**Task:**
Copy the lines of every record below word for word.

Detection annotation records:
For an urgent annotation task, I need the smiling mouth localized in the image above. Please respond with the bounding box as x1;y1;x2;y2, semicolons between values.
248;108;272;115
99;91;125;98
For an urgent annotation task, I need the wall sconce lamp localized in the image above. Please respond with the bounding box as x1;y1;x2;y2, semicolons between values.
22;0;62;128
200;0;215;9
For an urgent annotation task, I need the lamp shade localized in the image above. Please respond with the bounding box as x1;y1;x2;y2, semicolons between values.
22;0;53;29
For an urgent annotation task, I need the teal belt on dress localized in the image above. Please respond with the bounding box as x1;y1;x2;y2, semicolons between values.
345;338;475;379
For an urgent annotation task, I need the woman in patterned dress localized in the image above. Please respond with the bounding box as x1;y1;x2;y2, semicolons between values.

**Solution for this problem:**
For an urgent annotation task, I need the smiling mouth localized in the image above. Please respond with the bounding box as x1;y1;x2;y2, semicolons between values.
248;108;272;115
99;91;125;98
For an urgent annotation task, I need the wall sconce lamp localized in the image above. Please respond with the bounding box as x1;y1;x2;y2, semicolons between values.
22;0;62;128
200;0;215;9
For an urgent annotation task, I need the lamp shade localized in the image above. Please respond with the bounding box as x1;y1;x2;y2, semicolons between values.
22;0;53;29
For an urgent annotation task, I need the teal belt on dress localized in the image above. Please respond with the bounding box as x1;y1;x2;y2, semicolons between values.
345;338;475;379
For an urgent annotation task, I need the woman in patterned dress localized in the image above. Please respond with the bounding box as x1;y1;x2;y2, semicolons between values.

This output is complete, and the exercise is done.